▶ **TEXT EXCERPT**
***

Commentary by Dr. Ursula A. Falk



Our Past - Does It Really Matter?


There is an old Ashkenazi phrase: “Fuers Gewesene Gibt der Jud nichts.”  (The Jewish person gives nothing for the past), or simply, the past does not count, has no meaning or is worthless.  These words have duel connotations.  We must strive for the future instead of looking behind us.  On the other hand, what has happened in the past has created the occurrences of today.  An old cliché is that “We learn from history that we have learned nothing from history.” The facts are otherwise: With awareness and normalcy we learn a great deal from history, from the history of the world, the history of humanity and our very own history, and what we did or did not accomplish and who we are.  Our very being, our very personality is a conglomeration of the past.  This is especially true of our Jewish history;  the persecutions, the restrictions, the opportunities, the blessings, the beliefs and the advantages, all viewed together, is who we are.  If we have learned nothing from history we are ignorant and cannot avoid the pitfalls and the lessons of what has gone before.  Our unconscious mind often reminds us of yesteryear through our dreams or the Freudian slips that creep into our thinking or our expressions,  although they may come out in convoluted ways.  Our grandparents are our past, so are our parents and others in our immediate past environment.  How we were trained, the expectations, the beliefs,  the practicing of these beliefs, the culture, our surroundings, the affection we received or lack thereof, are all who we were and who we are today.

If the past is understood we can understand the present, our behaviors, our outlook, and our persona, as well as have a glimpse into other people’s lives to some extent.  Let’s look at a few of the feelings, expressions, and lifestyles of the Jewish or erstwhile Jewish person that we encounter today. Aaron is a well adjusted male whose parents lived in a mid sized American town surrounded by friends both Jewish and otherwise.  He attended a public school in an upper middle class community; attended Sunday school, occasionally attended Synagogue with his doting parents; had a few friends and felt comfortable with himself and his being. For the most part  he knew what to expect and he had a positive outlook on the future.

***

Point labeling examples:
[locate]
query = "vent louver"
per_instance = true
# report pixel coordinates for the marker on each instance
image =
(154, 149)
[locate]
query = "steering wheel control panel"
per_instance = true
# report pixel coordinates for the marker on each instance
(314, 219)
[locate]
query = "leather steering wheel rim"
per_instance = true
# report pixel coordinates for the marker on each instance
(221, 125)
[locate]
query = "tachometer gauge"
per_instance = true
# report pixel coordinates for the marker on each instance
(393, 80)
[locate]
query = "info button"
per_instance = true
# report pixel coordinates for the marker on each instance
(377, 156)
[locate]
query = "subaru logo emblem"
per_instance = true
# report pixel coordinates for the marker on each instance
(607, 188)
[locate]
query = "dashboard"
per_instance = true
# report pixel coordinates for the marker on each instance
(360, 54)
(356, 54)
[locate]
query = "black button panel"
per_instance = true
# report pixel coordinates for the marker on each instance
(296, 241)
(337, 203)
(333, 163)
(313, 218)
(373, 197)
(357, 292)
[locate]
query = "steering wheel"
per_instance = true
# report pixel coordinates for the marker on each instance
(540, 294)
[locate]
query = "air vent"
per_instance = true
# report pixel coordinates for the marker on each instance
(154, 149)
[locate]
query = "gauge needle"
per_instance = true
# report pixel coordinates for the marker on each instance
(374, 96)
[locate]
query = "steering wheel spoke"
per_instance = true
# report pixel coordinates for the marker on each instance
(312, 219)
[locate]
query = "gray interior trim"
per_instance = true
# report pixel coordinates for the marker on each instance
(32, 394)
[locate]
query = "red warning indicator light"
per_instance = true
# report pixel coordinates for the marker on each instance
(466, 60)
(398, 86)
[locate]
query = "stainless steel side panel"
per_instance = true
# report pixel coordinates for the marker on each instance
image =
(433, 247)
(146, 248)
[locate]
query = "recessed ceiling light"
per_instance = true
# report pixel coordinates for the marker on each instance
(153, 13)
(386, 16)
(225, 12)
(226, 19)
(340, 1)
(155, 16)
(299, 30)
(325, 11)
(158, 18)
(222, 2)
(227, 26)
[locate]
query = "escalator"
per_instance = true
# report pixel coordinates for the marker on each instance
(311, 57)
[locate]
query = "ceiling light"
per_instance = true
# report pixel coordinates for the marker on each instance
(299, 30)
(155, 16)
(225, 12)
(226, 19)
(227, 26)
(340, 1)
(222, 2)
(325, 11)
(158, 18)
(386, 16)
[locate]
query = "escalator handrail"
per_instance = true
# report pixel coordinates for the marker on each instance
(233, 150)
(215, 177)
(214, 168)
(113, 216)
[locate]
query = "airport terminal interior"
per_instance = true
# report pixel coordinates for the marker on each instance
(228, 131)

***

▶ **DIRECTIVES**
[1] In the commentary, what kind of school did Aaron attend?
[2] Select each line of the records that contains the word "wheel".

▶ **EXPECTED ANSWERS**
[1] He attended a public school in an upper middle class community.

[2]
query = "steering wheel control panel"
query = "leather steering wheel rim"
query = "steering wheel"
query = "steering wheel spoke"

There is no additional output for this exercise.